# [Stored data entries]

▽

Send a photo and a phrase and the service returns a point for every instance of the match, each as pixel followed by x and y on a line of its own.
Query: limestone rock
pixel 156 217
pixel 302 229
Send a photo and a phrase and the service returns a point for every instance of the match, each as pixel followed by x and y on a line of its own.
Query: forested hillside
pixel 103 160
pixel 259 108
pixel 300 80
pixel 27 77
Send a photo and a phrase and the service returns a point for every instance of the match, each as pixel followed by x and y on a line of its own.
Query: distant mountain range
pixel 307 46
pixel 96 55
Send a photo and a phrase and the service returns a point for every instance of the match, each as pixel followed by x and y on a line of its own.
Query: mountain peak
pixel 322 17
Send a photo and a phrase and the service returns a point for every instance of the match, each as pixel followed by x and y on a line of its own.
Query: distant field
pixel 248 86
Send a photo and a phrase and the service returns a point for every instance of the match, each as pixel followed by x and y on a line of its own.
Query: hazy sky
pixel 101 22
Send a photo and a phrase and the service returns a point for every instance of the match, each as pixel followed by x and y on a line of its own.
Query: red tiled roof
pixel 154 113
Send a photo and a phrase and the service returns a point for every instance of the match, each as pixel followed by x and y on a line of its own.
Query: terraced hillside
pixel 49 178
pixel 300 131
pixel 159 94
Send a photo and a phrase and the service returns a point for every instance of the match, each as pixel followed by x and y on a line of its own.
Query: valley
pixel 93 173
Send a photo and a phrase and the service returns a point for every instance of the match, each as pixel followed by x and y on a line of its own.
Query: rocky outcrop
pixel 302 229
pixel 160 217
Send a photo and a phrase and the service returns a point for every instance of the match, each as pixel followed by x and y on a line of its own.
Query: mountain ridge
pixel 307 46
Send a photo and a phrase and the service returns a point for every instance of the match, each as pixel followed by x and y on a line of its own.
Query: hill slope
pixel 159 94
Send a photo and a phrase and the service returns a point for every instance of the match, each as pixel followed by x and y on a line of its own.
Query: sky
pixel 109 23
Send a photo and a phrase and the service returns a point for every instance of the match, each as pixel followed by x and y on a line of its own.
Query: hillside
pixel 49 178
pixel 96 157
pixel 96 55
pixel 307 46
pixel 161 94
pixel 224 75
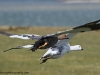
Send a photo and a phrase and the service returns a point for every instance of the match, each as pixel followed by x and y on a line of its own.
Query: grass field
pixel 86 62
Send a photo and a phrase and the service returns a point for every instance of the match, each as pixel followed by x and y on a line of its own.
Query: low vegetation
pixel 86 62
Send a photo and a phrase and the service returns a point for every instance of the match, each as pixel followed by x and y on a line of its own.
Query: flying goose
pixel 57 43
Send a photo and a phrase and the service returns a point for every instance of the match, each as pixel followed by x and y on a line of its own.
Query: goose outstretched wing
pixel 22 36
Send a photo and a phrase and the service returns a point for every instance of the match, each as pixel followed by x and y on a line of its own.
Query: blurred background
pixel 48 12
pixel 43 17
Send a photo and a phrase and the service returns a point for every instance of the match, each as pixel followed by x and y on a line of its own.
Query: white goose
pixel 62 46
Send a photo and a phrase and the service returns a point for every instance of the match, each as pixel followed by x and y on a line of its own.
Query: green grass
pixel 86 62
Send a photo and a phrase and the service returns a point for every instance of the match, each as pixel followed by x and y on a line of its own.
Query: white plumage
pixel 62 46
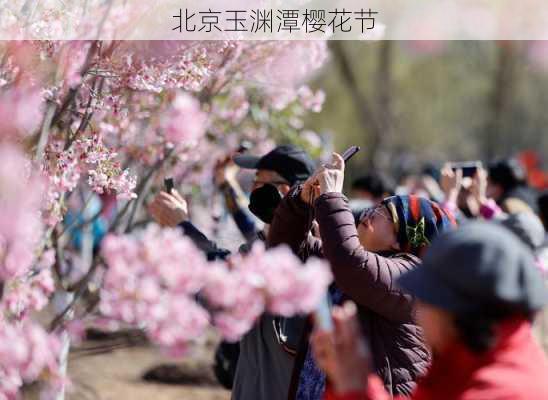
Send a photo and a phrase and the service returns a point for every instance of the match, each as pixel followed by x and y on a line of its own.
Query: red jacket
pixel 516 369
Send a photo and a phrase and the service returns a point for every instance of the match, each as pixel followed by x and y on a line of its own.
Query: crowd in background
pixel 439 279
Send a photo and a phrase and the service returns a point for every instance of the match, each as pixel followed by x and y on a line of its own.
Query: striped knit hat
pixel 417 221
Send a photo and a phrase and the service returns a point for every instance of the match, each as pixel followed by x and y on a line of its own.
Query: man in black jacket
pixel 266 353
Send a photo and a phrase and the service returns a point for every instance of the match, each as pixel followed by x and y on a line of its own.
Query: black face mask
pixel 264 201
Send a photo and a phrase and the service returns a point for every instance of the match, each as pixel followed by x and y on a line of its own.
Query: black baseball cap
pixel 480 266
pixel 291 162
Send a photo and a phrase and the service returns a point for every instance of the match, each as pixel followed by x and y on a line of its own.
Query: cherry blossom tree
pixel 88 120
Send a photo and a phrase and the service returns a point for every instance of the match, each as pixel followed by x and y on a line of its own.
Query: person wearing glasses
pixel 259 366
pixel 366 259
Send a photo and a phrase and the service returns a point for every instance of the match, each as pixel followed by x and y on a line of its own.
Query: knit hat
pixel 417 220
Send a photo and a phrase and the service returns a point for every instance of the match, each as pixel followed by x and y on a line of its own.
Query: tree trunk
pixel 504 81
pixel 376 116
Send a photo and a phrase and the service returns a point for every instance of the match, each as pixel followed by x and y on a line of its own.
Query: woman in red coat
pixel 477 292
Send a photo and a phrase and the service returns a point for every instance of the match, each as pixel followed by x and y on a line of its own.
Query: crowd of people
pixel 439 281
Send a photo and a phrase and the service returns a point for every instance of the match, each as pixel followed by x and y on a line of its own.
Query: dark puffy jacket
pixel 387 315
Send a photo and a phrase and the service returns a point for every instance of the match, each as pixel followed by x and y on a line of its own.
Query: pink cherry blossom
pixel 184 123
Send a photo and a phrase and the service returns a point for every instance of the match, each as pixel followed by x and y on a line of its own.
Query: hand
pixel 168 209
pixel 331 177
pixel 478 188
pixel 343 355
pixel 225 171
pixel 310 191
pixel 451 183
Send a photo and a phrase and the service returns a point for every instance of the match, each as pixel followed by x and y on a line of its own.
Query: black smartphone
pixel 168 184
pixel 350 152
pixel 245 146
pixel 469 168
pixel 322 315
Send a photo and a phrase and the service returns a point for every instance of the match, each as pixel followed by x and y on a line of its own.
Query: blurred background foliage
pixel 412 103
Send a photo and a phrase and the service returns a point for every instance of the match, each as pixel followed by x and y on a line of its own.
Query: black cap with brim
pixel 480 266
pixel 290 162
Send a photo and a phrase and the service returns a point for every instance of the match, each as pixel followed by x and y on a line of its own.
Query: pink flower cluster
pixel 20 111
pixel 153 280
pixel 272 281
pixel 26 353
pixel 184 123
pixel 25 294
pixel 20 225
pixel 150 281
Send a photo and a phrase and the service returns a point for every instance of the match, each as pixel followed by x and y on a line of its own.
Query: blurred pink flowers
pixel 184 123
pixel 153 279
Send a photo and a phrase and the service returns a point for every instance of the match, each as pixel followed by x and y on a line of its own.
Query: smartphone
pixel 469 168
pixel 245 146
pixel 350 152
pixel 168 184
pixel 322 315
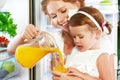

△

# [Problem requirements]
The answer must repeat every record exactly, with all pictures left out.

# [Solution for this exercise]
Send a photo and a phrase and the service returns a point for every instance of the match, each as pixel followed by x and y on a line of its own.
Query: limestone rock
pixel 156 217
pixel 302 229
Send a photo and a phrase and the service returns a point for every instance of the match, each as pixel followed by x and y on a line of its own.
Query: forested hillside
pixel 103 160
pixel 259 108
pixel 300 80
pixel 27 77
Send a photo and a phrase and the service returns a point for every instance of the match, each as pixel followed by x and y on a line of its own.
Query: distant mountain range
pixel 307 46
pixel 96 55
Send a photo and a phrase and the service returns a point for every instance of the match, each as pixel followed by x and y on a line of its own.
Query: mountain peak
pixel 322 17
Send a photo and a phrase and the service returns a point for every instance of the match, each as pixel followed by x and y on a line of its own.
Query: distant field
pixel 248 86
Send a photo and a phrase and the service returns a point for every instance of the match, each as pixel followed by x and y on a line of its own.
Query: hazy sky
pixel 101 22
Send a photo and a phrase and the service returns a point for every instance of the match, each as pixel followed by x and y on a line of its own.
Query: red tiled roof
pixel 154 113
Send a photo and a phrase and the service returns a point for every instance of the match, each as pixel followed by x and y on a line of its own.
Query: terraced hillside
pixel 49 178
pixel 300 131
pixel 159 94
Send a photo and a phrase and the service returns a point for every instance of the match, each as pixel followed by x and y on a line of its own.
Query: valley
pixel 93 173
Send a photo and a phrase and the service returns a point for every instance of the match, each as pixel followed by x and y on a line of its own.
Query: rocky outcrop
pixel 302 229
pixel 160 217
Send a photo and a phrase and the service returns a point for every instance of the match, each as pixel followed by x and y on a line of its own.
Query: mountain ridge
pixel 307 46
Send a photo and a phrase and the service returns a point for every instance of the match, each as pixel followed by x and y on a line of its own.
Query: hill slope
pixel 159 94
Send a photo and a phrase and the service returns a point for every instance of the match, each as pixel followed by x and y on a line of its own.
Query: sky
pixel 109 23
Send a photo and a phrase and the service returns a point for every instance of the match, each as pixel followed by x and y on a line of its own.
Query: hillside
pixel 49 178
pixel 96 157
pixel 96 55
pixel 307 46
pixel 161 94
pixel 224 75
Send a photo and a phrase and the service returns a point for every instance of the match, each as pixel followed by x and y on a line of its own.
Query: grass field
pixel 86 62
Send a photo and a phrase and the service returns a point for every instance of the match, each as pixel followed by x and y on a line of its own.
Query: low vegetation
pixel 86 62
Send a photo and a phrase and the service returns a point for every instance of the match, each as pixel followed by x and y on a line of its own.
Query: flying goose
pixel 57 43
Send a photo and a phrase and the service returns a point for every instance of the match, each as pixel followed by x and y on a line of its own.
Query: goose outstretched wing
pixel 22 36
Send a photo and a phrase and the service returns a point for every instance of the match, each as pixel followed by x and y on a line of its own.
Query: blurred background
pixel 48 12
pixel 43 17
Send a photo and a phrase and the service returns a point for every instance of the match, each as pixel followed by x and y on a line of its own.
Query: white goose
pixel 62 46
Send a photo and a phrase and the service returns a point for every instance of the match, each as pixel followed by x and y on a line of its own.
Query: green grass
pixel 86 62
Send a photo and a phrase and the service returns a point for every instance of the match, each as pixel followed by x and y on a line of its own.
Query: white plumage
pixel 62 46
Send a photo and a phrase and the service returns a point for every instance of the match, each as pixel followed by x and y on a line of its own.
Query: red jacket
pixel 516 369
Send a photo and a phrase and the service returns a point for every instance of the match, each as pixel followed by x and y on a line of its own.
Query: crowd in background
pixel 439 279
Send a photo and a phrase and the service returns a point for every instance of the match, each as pixel followed by x and y on a line of its own.
Query: striped knit hat
pixel 417 221
Send a photo and a phrase and the service returns a point for every instance of the match, each as pixel followed by x and y on a line of its own.
Query: man in black jacket
pixel 266 353
Send a photo and a phrase and the service returns a point for every instance of the match, each as pixel followed by x and y on a line of its own.
Query: black face mask
pixel 264 201
Send a photo and a phrase and the service returns a point for every instance of the match, each as pixel followed by x and y on a line of its own.
Query: black baseball cap
pixel 480 266
pixel 291 162
Send a photo and a phrase and the service returns a point for every instance of the match, each as pixel followed by x and y on a line of its own.
Query: cherry blossom tree
pixel 88 120
Send a photo and a phrase and the service returns a point for every instance of the match, each as pixel followed by x and y on a line of its own.
Query: person wearing glasses
pixel 259 366
pixel 366 259
Send a photo and a phrase and the service returns a point for every instance of the match, each as pixel followed by x and y on a line of its own.
Query: knit hat
pixel 417 220
Send a photo and a phrase and the service returns a point for every instance of the match, each as pixel followed by x and y on a line of its own.
Query: tree trunk
pixel 504 81
pixel 376 116
Send a photo and a phrase and the service returns a point for every instance of the match, each as pixel followed by x and y on a line of its own.
Query: woman in red coat
pixel 477 292
Send a photo and a phrase and the service returns a point for every instance of the match, each as pixel followed by x and y on a line of its own.
Query: crowd of people
pixel 439 281
Send a photo and a phrase and the service returns a point for every instance of the match, each as pixel followed by x and y on a line of its own.
Query: dark puffy jacket
pixel 387 315
Send a photo and a phrase and the service returns a point for every instance of the match, each as pixel followed by x and y on a line of its own.
Query: pink cherry blossom
pixel 184 123
Send a photo and a phrase and the service returns a point for every instance of the match, each as pixel followed by x and y on a line of its own.
Query: hand
pixel 168 209
pixel 331 177
pixel 478 188
pixel 343 355
pixel 225 171
pixel 310 191
pixel 451 183
Send a photo and a phrase and the service returns a point for every instance of the match, each as pixel followed by x and y on a line of its own.
Query: black smartphone
pixel 168 184
pixel 350 152
pixel 245 146
pixel 469 168
pixel 322 315
Send a photo and a phrase and the service returns a point for every instance of the match, each as pixel followed by x and y on a line of its own.
Query: blurred background foliage
pixel 412 103
Send a photo and a phrase and the service returns a point for every instance of the match, each as pixel followed by x and y on a line of its own.
Query: black cap with brim
pixel 480 266
pixel 290 162
Send a photo and a phrase and the service returns a point for every instance of the match, each as pixel followed by x and y on a line of its own.
Query: pink flower cluster
pixel 20 111
pixel 153 280
pixel 272 281
pixel 26 353
pixel 184 123
pixel 25 294
pixel 20 225
pixel 150 281
Send a photo and a phrase and the service returns a point for every instance of the match, each as pixel followed by x and y on a line of its own.
Query: blurred pink flowers
pixel 184 123
pixel 153 279
Send a photo and a phrase and the service returns a point for every instance of the match, each as pixel followed by x and y on a line of its own.
Query: smartphone
pixel 469 168
pixel 245 146
pixel 350 152
pixel 168 184
pixel 322 315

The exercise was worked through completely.